* _SUPPLIED TEXT_
Friday 6 June 2014

918 NUDY BRONQUE, Port Erin, Oui Legionnaires, Swindon the Victoria, Thursday 5 June 2014

Keeping it local tonight for this “Songs Of Praise”-promoted evening, showcasing a spritely young trio who are increasingly becoming my favourite Swindon band since probably the early days of You Are Here, in Nudy Bronque. I was impressed by both their quirky and arty music, difficult to define and pigeonhole but easy to enjoy, and their fresh fun approach to the “live” performance, last time out at Riffs, so here we are again for some more Nudy stuff and nonsense!

* _YOUR INSTRUCTIONS_
According to the concert review, where did the writer last see Nudy Bronque perform?

(Dataset records on where objects are located)

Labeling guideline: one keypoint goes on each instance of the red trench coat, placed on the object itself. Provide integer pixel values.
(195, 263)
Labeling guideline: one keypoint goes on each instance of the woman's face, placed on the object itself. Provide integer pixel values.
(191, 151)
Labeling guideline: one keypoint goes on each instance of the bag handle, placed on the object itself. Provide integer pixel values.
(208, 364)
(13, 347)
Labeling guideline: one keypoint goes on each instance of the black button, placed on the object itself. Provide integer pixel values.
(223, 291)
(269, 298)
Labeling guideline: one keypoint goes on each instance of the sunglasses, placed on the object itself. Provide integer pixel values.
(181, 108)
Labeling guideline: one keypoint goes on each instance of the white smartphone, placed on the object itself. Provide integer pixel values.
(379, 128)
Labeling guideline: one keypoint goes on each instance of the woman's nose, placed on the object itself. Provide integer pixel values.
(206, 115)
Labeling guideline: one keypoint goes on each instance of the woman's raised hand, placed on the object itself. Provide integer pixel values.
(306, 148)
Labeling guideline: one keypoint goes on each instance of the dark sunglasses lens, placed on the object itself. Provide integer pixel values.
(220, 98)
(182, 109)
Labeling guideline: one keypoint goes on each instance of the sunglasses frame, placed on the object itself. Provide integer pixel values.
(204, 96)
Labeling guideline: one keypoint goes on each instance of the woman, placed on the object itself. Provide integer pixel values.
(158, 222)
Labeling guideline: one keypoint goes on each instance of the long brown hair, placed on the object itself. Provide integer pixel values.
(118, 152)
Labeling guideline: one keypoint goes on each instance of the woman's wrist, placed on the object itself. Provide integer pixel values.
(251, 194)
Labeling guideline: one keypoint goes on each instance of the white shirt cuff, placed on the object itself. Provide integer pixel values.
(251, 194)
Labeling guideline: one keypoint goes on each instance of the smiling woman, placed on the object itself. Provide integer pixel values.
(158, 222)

* _RESPONSE_
At Riffs.